> **Cosa fare**:
(1) Secondo il testo sulla storia del diritto commerciale, in quale anno il Regno di Sardegna emanò un codice nuovo?
(2) Nel testo sulla storia del diritto commerciale, riscrivi il passo che parte da "L’impianto individualistico e" e arriva fino a "emanati codici nuovi.", sostituendo "Regno di Sardegna" con "Ducato di Modena".

=== Testo da leggere ===

Per tutto il secolo l’impresa avrebbe prosperato sul piano economico senza imporsi su quello giuridico, non soltanto nel senso della sostanziale irrilevanza dell’organizzazione imprenditoriale quale oggetto e quale criterio di applicazione del diritto commerciale, ma anche per l’insufficiente considerazione di tutte quelle vicende giuridiche che avrebbero assunto un significato totalmente nuovo se e in quanto collegate alla dimensione collettiva e complessa dell’impresa: la cessione, la locazione e in genere la circolazione dei beni d’impresa non già come singoli elementi, ma come complesso unitario, comprensivo di avviamento e di clientela; l’impresa come oggetto unitario di esecuzione forzata e di attivo fallimentare; la concorrenza sleale come lesione non della persona del commerciante ma del valore patrimoniale dell’impresa; i segni distintivi non come segni della persona ma come segni dell’impresa; l’azienda non come pluralità amorfa di beni in proprietà ma come complesso unitario a servizio dell’attività d’impresa.
L’impianto individualistico e dominicale della codificazione francese sarebbe stato sostanzialmente recepito dai legislatori degli altri Paesi europei, anche se le decisioni della giurisprudenza e le riflessioni della dottrina avrebbero contribuito a produrre qualche significativa novità, se non altro in termini di razionalizzazione, semplificazione e apertura del sistema. Il 'pendolarismo' tra la definizione di commerciante e l’enumerazione degli atti di commercio fu non solo mantenuto dove, come nel Ducato di Lucca, nel Granducato di Toscana, nel Regno lombardo-veneto e nel Ducato di Parma, Piacenza e Guastalla, il Code de commerce rimase totalmente o parzialmente in vigore, ma anche riprodotto in quegli Stati, come il Regno delle due Sicilie (1819), lo Stato pontificio (1821) e il Regno di Sardegna (1842), nei quali vennero emanati codici nuovi.

=== Voci del dataset ===

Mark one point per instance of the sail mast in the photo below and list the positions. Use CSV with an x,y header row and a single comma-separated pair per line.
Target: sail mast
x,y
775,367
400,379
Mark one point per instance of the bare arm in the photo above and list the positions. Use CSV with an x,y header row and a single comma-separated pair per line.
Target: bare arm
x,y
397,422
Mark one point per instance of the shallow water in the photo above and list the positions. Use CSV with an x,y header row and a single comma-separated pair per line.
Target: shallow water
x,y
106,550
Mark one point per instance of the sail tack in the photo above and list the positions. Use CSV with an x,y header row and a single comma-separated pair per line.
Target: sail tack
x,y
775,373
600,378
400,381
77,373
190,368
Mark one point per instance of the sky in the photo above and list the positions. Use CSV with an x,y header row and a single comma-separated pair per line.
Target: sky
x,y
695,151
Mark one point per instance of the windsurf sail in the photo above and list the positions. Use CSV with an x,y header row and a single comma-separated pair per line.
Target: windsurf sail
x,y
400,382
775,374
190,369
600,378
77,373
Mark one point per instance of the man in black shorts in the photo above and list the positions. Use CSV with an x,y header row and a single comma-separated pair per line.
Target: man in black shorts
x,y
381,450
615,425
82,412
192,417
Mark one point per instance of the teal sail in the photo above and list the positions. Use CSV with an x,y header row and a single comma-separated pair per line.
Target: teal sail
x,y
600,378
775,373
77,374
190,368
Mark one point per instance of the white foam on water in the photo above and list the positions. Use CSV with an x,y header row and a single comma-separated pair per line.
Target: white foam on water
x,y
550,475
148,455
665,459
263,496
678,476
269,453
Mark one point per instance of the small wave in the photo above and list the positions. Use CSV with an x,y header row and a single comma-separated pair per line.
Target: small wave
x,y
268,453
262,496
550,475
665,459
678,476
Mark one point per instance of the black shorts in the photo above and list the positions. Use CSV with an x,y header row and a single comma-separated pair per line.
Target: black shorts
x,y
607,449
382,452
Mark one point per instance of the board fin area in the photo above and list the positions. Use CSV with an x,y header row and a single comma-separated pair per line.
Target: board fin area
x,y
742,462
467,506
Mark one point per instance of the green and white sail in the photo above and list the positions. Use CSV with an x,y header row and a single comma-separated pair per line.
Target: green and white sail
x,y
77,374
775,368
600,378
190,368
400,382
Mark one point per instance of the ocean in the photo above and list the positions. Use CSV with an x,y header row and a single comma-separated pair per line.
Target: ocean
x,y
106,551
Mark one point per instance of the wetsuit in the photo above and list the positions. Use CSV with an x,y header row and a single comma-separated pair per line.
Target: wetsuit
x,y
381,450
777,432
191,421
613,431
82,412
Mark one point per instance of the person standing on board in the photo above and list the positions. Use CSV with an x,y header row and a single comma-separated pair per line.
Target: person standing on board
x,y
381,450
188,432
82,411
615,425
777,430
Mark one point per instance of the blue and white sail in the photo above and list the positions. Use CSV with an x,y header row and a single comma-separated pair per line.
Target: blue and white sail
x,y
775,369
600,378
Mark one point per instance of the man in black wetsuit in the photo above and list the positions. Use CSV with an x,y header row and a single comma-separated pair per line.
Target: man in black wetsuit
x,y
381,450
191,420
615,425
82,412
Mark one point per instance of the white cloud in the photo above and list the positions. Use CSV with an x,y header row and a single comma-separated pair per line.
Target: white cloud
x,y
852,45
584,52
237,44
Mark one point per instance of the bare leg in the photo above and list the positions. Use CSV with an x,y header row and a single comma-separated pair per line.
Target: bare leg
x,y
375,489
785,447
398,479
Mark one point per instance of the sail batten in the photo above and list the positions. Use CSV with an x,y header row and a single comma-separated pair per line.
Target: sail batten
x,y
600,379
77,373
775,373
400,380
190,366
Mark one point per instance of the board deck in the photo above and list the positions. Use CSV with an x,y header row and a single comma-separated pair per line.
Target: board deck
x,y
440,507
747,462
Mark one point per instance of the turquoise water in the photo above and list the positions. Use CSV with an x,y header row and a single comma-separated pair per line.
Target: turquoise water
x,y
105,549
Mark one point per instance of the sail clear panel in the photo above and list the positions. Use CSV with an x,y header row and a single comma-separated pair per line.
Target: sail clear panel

===

> **Risultati finali**:
(1) Nel 1842.

(2)
L’impianto individualistico e dominicale della codificazione francese sarebbe stato sostanzialmente recepito dai legislatori degli altri Paesi europei, anche se le decisioni della giurisprudenza e le riflessioni della dottrina avrebbero contribuito a produrre qualche significativa novità, se non altro in termini di razionalizzazione, semplificazione e apertura del sistema. Il 'pendolarismo' tra la definizione di commerciante e l’enumerazione degli atti di commercio fu non solo mantenuto dove, come nel Ducato di Lucca, nel Granducato di Toscana, nel Regno lombardo-veneto e nel Ducato di Parma, Piacenza e Guastalla, il Code de commerce rimase totalmente o parzialmente in vigore, ma anche riprodotto in quegli Stati, come il Regno delle due Sicilie (1819), lo Stato pontificio (1821) e il Ducato di Modena (1842), nei quali vennero emanati codici nuovi.